◆ **THE REQUEST**
Copy the lines starting at the one containing "Please point out the white sofa, giving" and ending at the one containing "Target: white sofa", both included. Leave the pictures out of your copy.

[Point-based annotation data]
----------------

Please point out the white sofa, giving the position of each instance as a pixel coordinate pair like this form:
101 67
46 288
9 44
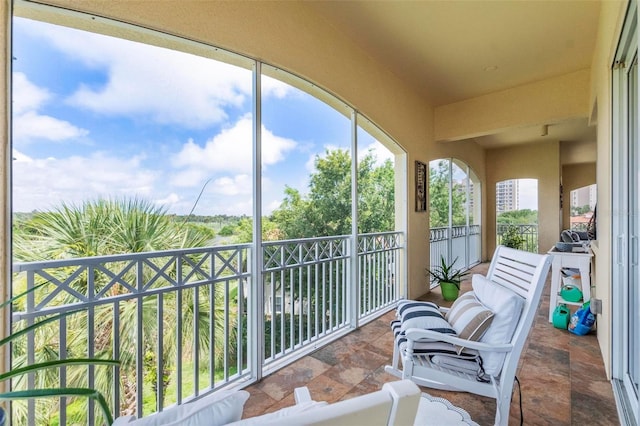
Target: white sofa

----------------

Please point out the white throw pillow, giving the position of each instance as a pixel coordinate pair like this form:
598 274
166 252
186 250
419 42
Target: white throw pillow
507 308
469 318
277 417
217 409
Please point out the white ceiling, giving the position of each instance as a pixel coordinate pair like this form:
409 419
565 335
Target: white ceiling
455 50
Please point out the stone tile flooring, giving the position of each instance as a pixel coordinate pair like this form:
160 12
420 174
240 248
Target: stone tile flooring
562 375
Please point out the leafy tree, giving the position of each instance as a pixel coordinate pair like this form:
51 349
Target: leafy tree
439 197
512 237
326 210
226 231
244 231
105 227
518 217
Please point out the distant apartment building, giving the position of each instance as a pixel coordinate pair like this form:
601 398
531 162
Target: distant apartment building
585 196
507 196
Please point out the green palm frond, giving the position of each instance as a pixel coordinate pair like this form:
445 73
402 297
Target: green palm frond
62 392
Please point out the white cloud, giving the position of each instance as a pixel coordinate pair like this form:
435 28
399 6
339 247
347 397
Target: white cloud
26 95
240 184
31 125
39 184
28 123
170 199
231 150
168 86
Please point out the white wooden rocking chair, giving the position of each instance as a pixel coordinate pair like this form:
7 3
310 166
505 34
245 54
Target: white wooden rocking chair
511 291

----------------

◆ **OUTPUT FOR THIS EXERCISE**
Please point out the white sofa, giving the position of each instance as a pixel coordinate pair like this form:
101 67
46 288
9 44
Target: white sofa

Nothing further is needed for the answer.